[Start Given text]
In the interview, we gave each manager the checklist and asked them to indicate whether they had the skill, whether someone else in the department had the skill, or whether they thought it might be useful for someone to have the skill. We then used the managers’ responses as the basis for further discussion. A comparison of all managers’ responses to the checklist is presented in Table 5.

Table 5. Areas of Management Training

gm-table5

As can be seen from the table, only one manager, SM4, considered that (s)he had a number of the skills on the checklist. From our discussion with this manager it became obvious why (s)he felt that (s)he had these skills:

SM4: Finance, yes.  I passed book-keeping and also some…  From secondary and tertiary, yes.  I passed all of these exams…I have (other) paper qualifications… Management systems, yes, I did management courses at university.  Negotiations skills, from the English Department, Yes. …Planning…  Public relations, yes public relations…I was an information officer with the government for a year and I got formal training for PR work.

A second manager, SM6, also had specialised training in management (an MSc in human management and training), although (s)he did not tick all of the boxes. This perhaps indicates that (s)he did not feel comfortable handling all the items identified on the checklist.

Three managers said they knew of other colleagues in the SALL team holding specialist management skills. Most went on to say that they would be surprised if anyone in their centres possessed these skills and that most of the skill development of colleagues was based on ‘experience’.

In contrast to SM4 and SM6, SM2 thought that (s)he did not possess any management skills as identified on the checklist. This was somewhat strange considering that (s)he was actively involved in managing SALL within the university. However, when we look at the range of facilities SM2 managed, we see that it was limited compared to the other SALL operations.

SM2 maintained that within the institution the power to make changes did not rest with SM2 and that even if (s)he had training it may not help with performance on the job since the decision-making was done elsewhere within the university:

SM2: I think that if we have the opportunity that is more important than training, because even if we are trained if we don’t have a say then we don’t get involved.

Given the opportunity, SM2 would like to be more involved and ticked a number of skill boxes on the checklist which (s)he thought would be useful to SM2 personally, if they were offered.

The most interesting thing about Table 5 is that not all SALL managers had the same skill-set. In our interviews, most managers said that they had developed their skills through ‘trial and error’, apart from SM4 who had attended several training courses and had many years of experience in management, and SM6 who had a degree in management. It is also notable that the managers did not tick many of the boxes to indicate whether any of their colleagues had these skills. This may be because if the SALL manager did not have the skill then they may have thought that no one else in their centre would have such skills, or they may not know what skill set any of their colleagues held. We were also interested to see that although more boxes had been ticked in the third section of the checklist, not all the boxes were ticked. This may be because if the manager or a colleague already had such a skill then it was not considered necessary for any more training in this area, or, as indicated by SM2, the managers may have felt that even if they had training in some of these areas they may not be able to influence change (e.g. hiring staff, or budgeting) as this activity did not lie in the hands of the staff who worked in SALL.
[End Given text]
• Task to complete
According to the text above on SALL managers' skills, what management qualification did SM6 hold?
[Start Provided data]
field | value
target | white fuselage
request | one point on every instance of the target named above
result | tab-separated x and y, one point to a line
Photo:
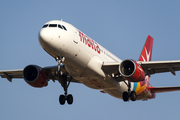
83	56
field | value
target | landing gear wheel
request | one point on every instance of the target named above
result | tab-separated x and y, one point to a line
69	99
133	96
62	99
125	96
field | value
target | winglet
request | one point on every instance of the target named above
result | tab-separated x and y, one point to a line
147	50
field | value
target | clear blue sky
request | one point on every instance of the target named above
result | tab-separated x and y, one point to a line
119	26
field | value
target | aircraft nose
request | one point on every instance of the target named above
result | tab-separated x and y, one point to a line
44	36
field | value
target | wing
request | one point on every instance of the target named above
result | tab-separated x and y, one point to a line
164	89
150	67
50	71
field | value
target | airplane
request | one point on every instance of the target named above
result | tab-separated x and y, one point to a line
80	59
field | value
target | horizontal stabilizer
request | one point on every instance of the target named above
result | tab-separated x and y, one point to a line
163	89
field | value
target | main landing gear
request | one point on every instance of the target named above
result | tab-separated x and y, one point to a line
65	97
64	83
131	94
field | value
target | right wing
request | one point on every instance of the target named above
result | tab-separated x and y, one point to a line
50	71
163	89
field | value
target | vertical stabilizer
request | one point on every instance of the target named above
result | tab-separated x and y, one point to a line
147	50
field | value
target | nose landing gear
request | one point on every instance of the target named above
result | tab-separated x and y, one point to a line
64	83
131	94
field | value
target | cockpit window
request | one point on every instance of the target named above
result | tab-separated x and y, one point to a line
64	28
45	25
52	25
60	26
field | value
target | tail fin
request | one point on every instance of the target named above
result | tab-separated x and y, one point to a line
147	50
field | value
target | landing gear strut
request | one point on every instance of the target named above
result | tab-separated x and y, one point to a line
131	94
65	97
64	83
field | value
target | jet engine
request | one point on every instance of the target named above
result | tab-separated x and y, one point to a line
131	71
35	76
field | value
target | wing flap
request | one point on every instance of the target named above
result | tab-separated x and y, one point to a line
152	67
50	71
110	67
164	89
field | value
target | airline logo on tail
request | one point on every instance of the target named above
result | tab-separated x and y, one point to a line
147	50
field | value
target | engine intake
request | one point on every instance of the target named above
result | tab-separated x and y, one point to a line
35	76
132	71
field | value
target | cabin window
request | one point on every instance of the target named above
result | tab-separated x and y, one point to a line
45	26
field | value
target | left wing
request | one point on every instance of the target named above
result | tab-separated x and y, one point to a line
50	71
163	89
150	67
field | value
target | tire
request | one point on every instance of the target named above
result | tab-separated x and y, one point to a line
62	99
69	99
125	96
133	96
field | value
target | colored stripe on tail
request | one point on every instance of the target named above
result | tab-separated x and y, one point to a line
147	50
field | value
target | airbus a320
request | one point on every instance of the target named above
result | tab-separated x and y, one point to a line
82	60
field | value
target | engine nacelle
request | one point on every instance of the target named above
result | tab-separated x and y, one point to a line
131	71
35	76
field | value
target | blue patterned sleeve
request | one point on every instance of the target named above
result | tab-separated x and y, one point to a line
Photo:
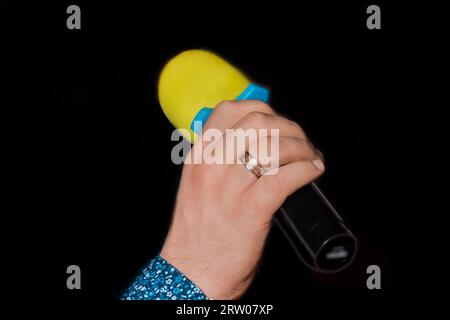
162	281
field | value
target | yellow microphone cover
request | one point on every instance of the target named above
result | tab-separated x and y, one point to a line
195	79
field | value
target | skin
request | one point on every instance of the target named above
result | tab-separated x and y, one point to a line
223	213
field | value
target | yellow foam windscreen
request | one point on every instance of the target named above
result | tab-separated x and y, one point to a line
195	79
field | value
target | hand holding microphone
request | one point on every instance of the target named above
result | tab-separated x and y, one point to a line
223	213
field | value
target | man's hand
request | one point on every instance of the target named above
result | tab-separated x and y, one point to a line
223	213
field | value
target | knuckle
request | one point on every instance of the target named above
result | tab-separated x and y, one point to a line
296	126
263	106
274	185
256	119
223	105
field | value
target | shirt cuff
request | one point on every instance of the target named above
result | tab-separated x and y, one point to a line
162	281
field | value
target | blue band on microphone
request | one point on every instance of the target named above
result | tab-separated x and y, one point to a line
252	92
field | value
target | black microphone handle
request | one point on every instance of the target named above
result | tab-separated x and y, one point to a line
316	231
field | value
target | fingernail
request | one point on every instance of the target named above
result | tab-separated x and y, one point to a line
318	164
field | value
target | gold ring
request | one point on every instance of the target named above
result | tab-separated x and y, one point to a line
252	164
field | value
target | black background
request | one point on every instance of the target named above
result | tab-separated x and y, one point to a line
92	180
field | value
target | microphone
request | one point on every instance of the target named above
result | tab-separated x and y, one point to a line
190	85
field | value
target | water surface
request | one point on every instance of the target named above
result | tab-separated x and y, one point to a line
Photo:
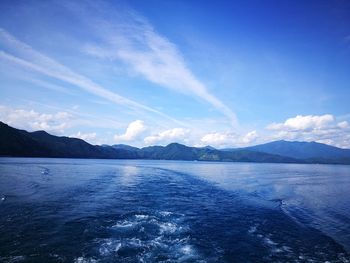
71	210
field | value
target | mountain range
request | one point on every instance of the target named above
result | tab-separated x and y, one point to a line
20	143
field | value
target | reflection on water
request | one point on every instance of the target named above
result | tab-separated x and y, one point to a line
62	210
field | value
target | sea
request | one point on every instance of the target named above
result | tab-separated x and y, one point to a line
89	210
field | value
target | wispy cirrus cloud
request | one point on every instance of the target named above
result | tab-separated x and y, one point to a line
132	39
25	56
321	128
133	131
32	120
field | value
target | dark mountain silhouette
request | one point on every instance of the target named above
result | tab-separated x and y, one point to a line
15	142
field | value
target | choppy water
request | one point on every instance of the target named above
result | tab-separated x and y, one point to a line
66	210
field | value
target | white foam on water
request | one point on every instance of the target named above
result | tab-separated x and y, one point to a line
141	217
125	224
85	260
168	227
252	229
109	246
165	213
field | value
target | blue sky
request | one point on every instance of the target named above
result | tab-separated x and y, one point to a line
227	73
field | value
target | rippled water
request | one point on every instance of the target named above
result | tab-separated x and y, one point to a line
66	210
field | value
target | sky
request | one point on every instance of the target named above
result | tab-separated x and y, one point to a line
219	73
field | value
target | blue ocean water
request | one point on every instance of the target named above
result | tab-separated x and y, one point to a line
73	210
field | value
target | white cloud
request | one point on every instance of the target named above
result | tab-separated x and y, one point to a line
228	139
300	122
31	59
320	128
32	120
89	137
168	136
134	41
250	137
134	130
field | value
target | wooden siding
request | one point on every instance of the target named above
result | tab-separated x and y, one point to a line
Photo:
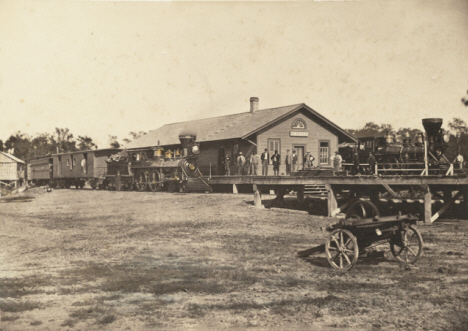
316	134
209	155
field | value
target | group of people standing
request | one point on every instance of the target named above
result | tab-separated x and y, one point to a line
257	162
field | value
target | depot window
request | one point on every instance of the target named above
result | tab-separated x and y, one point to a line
274	145
324	154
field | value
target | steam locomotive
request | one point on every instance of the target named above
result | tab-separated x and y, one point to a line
392	153
156	169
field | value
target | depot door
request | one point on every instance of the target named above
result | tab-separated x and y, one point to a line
300	156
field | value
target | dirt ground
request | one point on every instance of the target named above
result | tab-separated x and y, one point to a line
100	260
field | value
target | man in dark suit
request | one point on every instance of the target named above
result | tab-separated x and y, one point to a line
265	159
294	159
288	162
276	159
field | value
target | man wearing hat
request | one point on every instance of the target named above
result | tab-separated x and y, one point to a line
240	164
276	162
288	162
265	160
337	159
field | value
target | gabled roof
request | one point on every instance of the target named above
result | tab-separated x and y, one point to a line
14	158
228	127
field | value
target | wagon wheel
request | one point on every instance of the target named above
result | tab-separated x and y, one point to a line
155	182
172	187
140	181
407	245
183	187
362	209
342	249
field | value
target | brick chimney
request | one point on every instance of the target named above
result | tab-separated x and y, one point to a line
253	104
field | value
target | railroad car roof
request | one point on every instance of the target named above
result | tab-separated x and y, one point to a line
4	155
230	127
91	150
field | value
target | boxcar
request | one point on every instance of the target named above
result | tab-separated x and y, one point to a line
39	171
75	168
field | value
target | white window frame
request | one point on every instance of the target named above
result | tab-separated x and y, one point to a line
276	142
324	152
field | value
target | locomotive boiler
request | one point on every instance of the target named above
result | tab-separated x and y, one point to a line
157	169
388	151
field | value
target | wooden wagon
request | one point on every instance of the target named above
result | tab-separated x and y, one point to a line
362	228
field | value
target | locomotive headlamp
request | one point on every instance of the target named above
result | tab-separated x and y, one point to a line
446	137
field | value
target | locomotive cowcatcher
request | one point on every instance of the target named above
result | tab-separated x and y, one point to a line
156	169
407	154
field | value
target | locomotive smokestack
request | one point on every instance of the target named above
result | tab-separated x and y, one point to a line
253	104
432	125
185	139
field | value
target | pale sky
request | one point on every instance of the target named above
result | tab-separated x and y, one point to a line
101	68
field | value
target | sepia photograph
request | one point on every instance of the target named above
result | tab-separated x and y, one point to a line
234	165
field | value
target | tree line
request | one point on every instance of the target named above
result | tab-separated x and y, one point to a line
457	130
26	147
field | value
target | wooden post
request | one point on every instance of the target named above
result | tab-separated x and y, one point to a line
300	194
118	183
332	203
257	196
426	165
447	195
279	200
374	195
427	204
464	189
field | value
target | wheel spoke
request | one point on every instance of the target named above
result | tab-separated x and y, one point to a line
347	258
336	241
347	242
412	252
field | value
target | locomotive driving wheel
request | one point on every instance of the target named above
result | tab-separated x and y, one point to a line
342	249
155	182
140	181
407	244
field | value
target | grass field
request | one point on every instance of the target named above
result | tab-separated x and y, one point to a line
100	260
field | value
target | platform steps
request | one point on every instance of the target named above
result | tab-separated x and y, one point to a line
315	190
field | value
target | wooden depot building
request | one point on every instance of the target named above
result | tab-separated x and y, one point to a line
296	127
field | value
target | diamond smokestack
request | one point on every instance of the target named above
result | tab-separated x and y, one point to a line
253	104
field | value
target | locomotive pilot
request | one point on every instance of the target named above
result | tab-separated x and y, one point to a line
227	165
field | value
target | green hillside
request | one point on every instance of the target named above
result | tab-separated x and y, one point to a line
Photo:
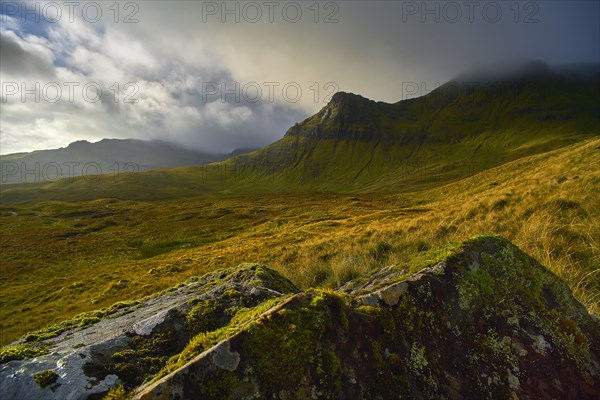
358	145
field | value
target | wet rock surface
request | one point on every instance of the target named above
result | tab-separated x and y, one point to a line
485	322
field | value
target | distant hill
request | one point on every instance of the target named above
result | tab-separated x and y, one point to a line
479	120
108	156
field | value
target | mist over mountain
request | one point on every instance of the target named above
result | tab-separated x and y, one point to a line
108	156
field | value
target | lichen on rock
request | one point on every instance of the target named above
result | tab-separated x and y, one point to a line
481	320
[End Provided data]
• Task result
An MSc in human management and training.